Extracted data entries

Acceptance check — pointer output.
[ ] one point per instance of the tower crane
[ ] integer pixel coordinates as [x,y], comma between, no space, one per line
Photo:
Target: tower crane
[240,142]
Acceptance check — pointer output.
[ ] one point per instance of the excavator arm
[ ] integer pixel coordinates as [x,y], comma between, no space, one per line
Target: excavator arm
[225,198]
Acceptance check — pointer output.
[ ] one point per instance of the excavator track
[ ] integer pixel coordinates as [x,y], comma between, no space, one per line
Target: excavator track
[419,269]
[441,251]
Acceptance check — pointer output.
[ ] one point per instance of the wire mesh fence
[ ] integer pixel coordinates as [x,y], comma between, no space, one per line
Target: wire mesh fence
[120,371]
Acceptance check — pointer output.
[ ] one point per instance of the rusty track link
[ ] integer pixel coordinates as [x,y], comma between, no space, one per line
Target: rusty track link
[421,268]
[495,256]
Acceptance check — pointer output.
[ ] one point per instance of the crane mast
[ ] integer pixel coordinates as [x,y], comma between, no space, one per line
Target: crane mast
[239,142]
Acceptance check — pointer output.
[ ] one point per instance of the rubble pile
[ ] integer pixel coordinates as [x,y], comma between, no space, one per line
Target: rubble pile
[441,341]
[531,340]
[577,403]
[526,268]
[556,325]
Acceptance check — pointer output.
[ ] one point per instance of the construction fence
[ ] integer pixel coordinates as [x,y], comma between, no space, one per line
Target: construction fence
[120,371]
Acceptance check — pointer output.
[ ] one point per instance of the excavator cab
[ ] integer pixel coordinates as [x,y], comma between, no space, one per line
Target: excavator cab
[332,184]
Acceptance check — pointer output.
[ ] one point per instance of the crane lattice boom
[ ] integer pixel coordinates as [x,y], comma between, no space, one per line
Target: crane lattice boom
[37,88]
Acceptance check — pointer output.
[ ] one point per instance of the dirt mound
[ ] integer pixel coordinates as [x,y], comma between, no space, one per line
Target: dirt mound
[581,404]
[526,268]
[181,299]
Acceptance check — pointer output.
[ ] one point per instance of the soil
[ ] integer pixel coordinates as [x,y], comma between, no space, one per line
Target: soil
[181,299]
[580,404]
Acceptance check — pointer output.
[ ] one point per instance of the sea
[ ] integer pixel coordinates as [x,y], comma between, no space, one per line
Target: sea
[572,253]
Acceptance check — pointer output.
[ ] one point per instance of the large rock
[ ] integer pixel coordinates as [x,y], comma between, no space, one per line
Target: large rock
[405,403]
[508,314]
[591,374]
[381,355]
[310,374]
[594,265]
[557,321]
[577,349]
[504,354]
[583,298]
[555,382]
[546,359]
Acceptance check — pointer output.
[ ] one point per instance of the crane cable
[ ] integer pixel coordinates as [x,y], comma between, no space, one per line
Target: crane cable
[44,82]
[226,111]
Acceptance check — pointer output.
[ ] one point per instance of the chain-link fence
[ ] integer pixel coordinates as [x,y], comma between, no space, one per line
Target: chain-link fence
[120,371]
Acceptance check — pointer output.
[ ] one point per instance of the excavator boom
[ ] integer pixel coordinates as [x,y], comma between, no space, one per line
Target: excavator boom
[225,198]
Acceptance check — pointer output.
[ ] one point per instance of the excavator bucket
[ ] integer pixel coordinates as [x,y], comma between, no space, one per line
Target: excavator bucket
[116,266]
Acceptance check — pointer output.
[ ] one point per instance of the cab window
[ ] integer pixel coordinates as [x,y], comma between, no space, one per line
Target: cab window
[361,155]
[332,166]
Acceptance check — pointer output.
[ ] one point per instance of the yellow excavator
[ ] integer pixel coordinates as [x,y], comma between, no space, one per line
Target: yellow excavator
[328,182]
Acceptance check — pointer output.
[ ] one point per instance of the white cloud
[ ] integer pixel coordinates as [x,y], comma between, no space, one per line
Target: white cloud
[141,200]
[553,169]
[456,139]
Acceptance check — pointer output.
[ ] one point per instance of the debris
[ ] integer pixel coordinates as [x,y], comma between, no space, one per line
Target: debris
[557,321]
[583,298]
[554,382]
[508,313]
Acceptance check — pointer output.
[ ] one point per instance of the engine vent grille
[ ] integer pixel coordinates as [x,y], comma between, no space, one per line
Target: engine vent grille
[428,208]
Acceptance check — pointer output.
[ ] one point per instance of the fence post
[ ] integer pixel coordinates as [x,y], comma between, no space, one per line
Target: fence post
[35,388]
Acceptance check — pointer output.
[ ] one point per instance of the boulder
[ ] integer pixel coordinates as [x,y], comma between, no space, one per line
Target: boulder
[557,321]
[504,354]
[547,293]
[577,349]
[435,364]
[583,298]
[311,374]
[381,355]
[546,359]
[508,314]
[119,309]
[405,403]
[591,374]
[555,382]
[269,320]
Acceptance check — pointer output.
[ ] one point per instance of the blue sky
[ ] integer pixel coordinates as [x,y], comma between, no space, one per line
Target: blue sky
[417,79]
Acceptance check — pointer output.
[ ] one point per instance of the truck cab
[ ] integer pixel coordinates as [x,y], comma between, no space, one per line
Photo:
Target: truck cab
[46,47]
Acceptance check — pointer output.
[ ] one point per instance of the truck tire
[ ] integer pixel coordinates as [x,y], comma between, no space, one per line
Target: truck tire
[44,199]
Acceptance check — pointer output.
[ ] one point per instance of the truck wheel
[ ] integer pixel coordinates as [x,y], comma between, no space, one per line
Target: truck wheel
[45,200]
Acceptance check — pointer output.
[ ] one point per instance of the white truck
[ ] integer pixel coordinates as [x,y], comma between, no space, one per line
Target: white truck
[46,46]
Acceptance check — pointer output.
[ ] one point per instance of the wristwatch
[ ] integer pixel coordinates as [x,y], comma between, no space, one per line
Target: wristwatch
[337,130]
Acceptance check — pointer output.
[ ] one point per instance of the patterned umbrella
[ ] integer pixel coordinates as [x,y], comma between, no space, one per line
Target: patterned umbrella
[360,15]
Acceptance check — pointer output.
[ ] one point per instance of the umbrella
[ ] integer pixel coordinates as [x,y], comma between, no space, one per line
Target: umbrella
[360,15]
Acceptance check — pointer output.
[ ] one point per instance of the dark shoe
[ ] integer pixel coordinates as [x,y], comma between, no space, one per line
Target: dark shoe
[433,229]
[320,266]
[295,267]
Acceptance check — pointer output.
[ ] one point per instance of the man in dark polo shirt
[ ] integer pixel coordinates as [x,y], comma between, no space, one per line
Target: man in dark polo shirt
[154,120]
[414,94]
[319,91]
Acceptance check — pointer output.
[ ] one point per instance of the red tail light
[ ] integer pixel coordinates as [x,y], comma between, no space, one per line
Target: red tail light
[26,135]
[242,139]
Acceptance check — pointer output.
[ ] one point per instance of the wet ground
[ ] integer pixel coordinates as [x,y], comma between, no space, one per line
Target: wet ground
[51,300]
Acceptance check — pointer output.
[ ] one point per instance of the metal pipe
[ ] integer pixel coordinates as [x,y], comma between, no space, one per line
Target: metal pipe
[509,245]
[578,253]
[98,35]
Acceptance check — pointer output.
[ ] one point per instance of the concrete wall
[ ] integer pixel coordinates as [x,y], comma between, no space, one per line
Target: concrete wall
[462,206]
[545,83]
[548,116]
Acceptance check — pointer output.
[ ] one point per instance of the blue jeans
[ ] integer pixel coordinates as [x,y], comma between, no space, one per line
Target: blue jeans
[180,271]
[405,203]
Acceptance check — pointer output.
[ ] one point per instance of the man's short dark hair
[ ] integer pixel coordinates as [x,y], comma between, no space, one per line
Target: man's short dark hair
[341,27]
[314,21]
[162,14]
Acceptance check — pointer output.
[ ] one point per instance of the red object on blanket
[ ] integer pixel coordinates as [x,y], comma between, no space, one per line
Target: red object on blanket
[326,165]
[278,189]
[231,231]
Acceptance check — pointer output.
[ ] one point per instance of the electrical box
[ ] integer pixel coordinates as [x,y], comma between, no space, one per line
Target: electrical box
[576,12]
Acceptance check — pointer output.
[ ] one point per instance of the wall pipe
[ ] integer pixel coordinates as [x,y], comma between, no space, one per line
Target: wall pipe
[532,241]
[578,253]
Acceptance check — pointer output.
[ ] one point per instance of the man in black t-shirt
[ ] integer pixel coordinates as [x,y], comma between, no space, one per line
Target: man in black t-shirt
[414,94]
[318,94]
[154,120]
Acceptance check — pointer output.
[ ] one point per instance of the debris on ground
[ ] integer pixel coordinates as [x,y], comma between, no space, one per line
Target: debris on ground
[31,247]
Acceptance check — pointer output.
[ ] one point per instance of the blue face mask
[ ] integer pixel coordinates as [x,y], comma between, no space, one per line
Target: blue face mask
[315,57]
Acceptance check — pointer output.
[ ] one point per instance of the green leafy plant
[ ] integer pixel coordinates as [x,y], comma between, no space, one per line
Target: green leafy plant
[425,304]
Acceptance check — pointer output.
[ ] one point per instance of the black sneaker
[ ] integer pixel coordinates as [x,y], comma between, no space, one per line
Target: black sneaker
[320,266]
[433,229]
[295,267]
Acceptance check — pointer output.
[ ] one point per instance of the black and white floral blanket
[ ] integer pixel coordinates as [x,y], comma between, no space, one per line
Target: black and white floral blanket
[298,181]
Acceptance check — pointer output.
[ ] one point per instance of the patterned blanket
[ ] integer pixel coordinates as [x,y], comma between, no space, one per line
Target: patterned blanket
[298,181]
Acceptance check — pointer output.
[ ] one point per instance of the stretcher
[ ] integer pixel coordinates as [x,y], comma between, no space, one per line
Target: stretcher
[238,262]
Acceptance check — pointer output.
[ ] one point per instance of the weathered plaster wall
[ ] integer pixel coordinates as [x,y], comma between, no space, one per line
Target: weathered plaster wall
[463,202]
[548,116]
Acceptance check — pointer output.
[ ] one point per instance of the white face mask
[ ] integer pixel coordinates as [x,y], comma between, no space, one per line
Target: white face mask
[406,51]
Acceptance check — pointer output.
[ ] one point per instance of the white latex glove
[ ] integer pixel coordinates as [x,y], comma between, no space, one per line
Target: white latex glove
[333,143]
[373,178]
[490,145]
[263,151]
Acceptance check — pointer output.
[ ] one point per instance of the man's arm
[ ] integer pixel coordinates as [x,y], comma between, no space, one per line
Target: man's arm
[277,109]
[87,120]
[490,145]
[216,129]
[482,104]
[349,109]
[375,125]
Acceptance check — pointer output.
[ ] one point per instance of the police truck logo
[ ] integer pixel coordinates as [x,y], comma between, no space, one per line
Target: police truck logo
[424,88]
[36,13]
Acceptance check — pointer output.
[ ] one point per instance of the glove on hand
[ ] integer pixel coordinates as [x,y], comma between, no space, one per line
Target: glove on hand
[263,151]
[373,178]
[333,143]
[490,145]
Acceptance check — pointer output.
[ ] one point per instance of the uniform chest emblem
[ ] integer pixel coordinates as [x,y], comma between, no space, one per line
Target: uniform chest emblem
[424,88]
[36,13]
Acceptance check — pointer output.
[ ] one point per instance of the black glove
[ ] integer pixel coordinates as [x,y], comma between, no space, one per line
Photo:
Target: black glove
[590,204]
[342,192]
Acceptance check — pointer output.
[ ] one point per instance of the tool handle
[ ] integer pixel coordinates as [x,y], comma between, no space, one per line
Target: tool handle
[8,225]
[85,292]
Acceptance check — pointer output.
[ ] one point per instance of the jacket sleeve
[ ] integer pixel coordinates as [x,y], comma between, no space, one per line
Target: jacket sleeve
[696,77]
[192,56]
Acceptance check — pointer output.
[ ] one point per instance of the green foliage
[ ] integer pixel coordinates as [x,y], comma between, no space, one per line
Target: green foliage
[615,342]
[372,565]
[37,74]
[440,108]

> _Goal of the exercise_
Count the lines of the records above that contain the word "weathered", with case taken into account. Give only the number.

> _Task answer_
2